• [Directions]:
In the about page below, what adventure did RJ's father run when RJ was ten years old?

About

RJD20 is home to a massive amount of content for Dungeons & Dragons Dungeon Masters, Players and Worldbuilders. Started in January 2018, it has grown immensely in size, helped numerous people improve at D&D, and inspired creators young and old. On RJD20, you can learn how to track your D&D campaign, the best way to hold a session zero, and why changing your lore is perfectly acceptable, among other concepts. From its beginnings with Legendary Lessons to the addition of Musing Over Monsters, Worldforge, and whatever the future brings, I hope that it continues to help novices and veterans of D&D for years to come.

Greetings, I'm RJ

RJD20 was created and is maintained by me: Richard "RJ" Compton. I am a human who lives on earth, shamelessly steals Chris Perkin's title Dungeon Master For Life, and loves Dungeons and Dragons. A few other mundane facts about me: I am in my twenties, married to the most wonderful woman in the world, I have a degree in Computer Science, and I work in marketing. As anyone reading this can probably tell, I am an advocate and sycophant of D&D, worldbuilding, and everything else in proximity to tabletop roleplaying games and fantasy.

In 2018, I decided to start writing weekly articles about my experience with this amazing hobby, inspired by Chris Perkin's The Dungeon Master Experience columns. Since then, I have experienced a few lulls and breaks, but those have made me more determined than ever before to build RJD20 into an evolving library of D&D information and advice for Dungeon Masters, Players, and Worldbuilders. Every week, I investigate my mind for compelling material and write about it for you all to read and ponder over. Some of it is good, some bad, some horrendous, but it all comes from the same place: a heart and mind dedicated to helping more people learn and love D&D.

D&D Origins

My premiere delve into D&D occurred when I was ten years old. My father, an avid D&D Player and Dungeon Master during the RPG's earliest years, ran a short adventure for my brother and I after we showed interest in the game: The Burning Plague. I played a kobold sorcerer named Meeko the Outcast, saved by my younger brother's wood elf ranger. Together, we saved an endangered village from a dastardly orc shaman who poisoned its water supply. The mini-quest hooked me.

There was a small stretch of time during which I did not play. During summer, my friends and their parents would come over and we would roll some dice, but we did not play consistently. I tried my hand behind the screen once or twice during that period, but never experienced a perfect storm of inspiration and insight. Instead, a sparse D&D schedule was the norm and I adventured in games like Neverwinter Nights and Dungeons & Dragons Online. On disconnected days, I read D&D sourcebooks older than I was.

Then, fifth edition D&D released and everything changed. The new edition's release conjured up the perfect storm I was searching for in years prior. As soon as the Player's Handbook hit the shelves, I rushed to buy it. Soon after, I purchased Hoard of the Dragon Queen. That very same day, I contacted all my childhood D&D pals and asked them to play D&D that night; they accepted my offer. We played that initial leg of Hoard of the Dragon Queen and almost every week since, I have played D&D.

• [Extracted information]:
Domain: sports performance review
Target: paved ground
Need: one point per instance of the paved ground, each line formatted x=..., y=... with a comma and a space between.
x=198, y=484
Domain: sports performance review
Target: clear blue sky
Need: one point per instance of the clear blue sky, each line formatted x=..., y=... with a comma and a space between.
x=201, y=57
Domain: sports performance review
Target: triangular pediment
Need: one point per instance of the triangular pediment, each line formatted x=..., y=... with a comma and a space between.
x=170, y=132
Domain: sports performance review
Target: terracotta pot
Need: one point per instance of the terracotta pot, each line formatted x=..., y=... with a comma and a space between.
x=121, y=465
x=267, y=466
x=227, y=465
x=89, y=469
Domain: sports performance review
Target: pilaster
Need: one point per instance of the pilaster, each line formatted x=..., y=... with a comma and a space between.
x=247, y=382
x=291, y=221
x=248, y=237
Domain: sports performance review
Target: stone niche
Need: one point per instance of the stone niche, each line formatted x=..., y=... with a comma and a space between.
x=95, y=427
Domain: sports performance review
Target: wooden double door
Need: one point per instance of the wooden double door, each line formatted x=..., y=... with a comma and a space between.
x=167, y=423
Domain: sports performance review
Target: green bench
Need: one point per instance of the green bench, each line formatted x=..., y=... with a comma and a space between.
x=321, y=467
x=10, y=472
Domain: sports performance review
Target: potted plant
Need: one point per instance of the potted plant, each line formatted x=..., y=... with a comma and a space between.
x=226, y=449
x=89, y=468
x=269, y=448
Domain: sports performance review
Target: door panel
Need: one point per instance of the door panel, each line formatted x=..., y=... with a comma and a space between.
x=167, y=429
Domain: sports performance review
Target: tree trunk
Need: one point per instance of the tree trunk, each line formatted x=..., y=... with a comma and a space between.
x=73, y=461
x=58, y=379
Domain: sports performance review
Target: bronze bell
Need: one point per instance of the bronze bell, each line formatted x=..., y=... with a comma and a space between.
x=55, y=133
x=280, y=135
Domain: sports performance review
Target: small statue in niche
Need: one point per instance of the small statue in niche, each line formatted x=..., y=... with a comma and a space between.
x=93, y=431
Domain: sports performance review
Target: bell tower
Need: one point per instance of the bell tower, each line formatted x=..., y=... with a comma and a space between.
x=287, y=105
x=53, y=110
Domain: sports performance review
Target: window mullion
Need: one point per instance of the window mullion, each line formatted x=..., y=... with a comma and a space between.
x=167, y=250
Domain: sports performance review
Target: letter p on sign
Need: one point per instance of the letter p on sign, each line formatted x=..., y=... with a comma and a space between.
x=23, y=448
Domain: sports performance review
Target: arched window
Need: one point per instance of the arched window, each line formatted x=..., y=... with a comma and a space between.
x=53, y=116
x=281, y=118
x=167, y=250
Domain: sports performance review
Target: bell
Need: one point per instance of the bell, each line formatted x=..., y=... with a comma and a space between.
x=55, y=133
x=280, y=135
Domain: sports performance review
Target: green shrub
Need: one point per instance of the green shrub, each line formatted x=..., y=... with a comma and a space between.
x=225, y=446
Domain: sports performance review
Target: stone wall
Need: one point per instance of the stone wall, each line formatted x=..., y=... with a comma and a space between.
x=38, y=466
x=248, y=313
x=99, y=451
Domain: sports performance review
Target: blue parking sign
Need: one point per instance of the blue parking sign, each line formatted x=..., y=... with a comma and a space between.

• [Reply]:
The Burning Plague